Pierre Bayle naquit en 1647 à Carla-le-Comte (aujourd’hui, Carla-Bayle). Éduqué d’abord par son père dans la religion réformée, il fut ensuite envoyé à l’académie de Puylaurens, mais, en 1669, il abjura le calvinisme et entra au collège de jésuites de Toulouse. Conversion sincère ou opportunisme? Nous n’en savons rien. Mais, un an plus tard, Bayle revint au protestantisme. Il était désormais un « relaps » — définitivement rejeté par les catholiques, suspect aux yeux des huguenots.

 

Sa vie est dès lors celle d’un aventurier, qui court l’Europe. Précepteur à Genève en 1670, puis à Coppet, puis à Rouen en 1674, il est, de 1675 à 1681, professeur de philosophie à l’académie de Sedan. Il est ensuite appelé en Hollande et enseigne la philosophie et l'histoire à Rotterdam.

 

Les Provinces-Unies sont alors divisées en deux camps : les grands bourgeois libéraux, pacifistes et tolérants, et le peuple, attaché d’ordinaire au Stathouder Guillaume d'Orange, lequel représente l’intransigeance religieuse et la guerre contre la France. Bayle sera hostile aux orangistes. Cela se discerne dès ses premières œuvres, la Lettre sur les comètes (1682) et la Critique générale de l'Histoire du calvinisme du P. Maimbourg (1682) : il y montre, en effet, que la superstition est le pire des maux, pire même que l’athéisme, et il y affirme que la conscience est libre et qu’on ne peut, sans sacrilège, tenter de la contraindre.

◆ Données fournies
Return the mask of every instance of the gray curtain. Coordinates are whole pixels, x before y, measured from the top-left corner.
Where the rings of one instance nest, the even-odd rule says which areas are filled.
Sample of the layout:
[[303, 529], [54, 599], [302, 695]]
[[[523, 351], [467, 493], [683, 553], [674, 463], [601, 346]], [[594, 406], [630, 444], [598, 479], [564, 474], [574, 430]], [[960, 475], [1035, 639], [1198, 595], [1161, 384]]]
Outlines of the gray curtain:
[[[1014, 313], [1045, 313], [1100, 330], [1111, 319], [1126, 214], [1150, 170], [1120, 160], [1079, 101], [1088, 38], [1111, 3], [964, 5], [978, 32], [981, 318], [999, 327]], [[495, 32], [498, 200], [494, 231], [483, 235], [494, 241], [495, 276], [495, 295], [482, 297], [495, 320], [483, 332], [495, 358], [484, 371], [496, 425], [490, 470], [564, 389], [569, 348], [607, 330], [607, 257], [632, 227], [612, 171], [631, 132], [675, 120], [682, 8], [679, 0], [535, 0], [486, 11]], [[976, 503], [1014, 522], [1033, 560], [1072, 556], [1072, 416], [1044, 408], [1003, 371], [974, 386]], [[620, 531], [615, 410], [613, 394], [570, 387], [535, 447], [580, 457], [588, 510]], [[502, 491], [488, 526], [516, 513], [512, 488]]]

◆ Tâches à réaliser
(1) Recopiez le passage du texte sur Pierre Bayle, de « Pierre Bayle naquit » à « l'histoire à Rotterdam. ».
(2) Selon le texte sur Pierre Bayle, dans quelle ville se trouvait le collège de jésuites où il entra en 1669 ?

◆ Résultats de l'exercice
(1)
Pierre Bayle naquit en 1647 à Carla-le-Comte (aujourd’hui, Carla-Bayle). Éduqué d’abord par son père dans la religion réformée, il fut ensuite envoyé à l’académie de Puylaurens, mais, en 1669, il abjura le calvinisme et entra au collège de jésuites de Toulouse. Conversion sincère ou opportunisme? Nous n’en savons rien. Mais, un an plus tard, Bayle revint au protestantisme. Il était désormais un « relaps » — définitivement rejeté par les catholiques, suspect aux yeux des huguenots.

 

Sa vie est dès lors celle d’un aventurier, qui court l’Europe. Précepteur à Genève en 1670, puis à Coppet, puis à Rouen en 1674, il est, de 1675 à 1681, professeur de philosophie à l’académie de Sedan. Il est ensuite appelé en Hollande et enseigne la philosophie et l'histoire à Rotterdam.

(2) À Toulouse.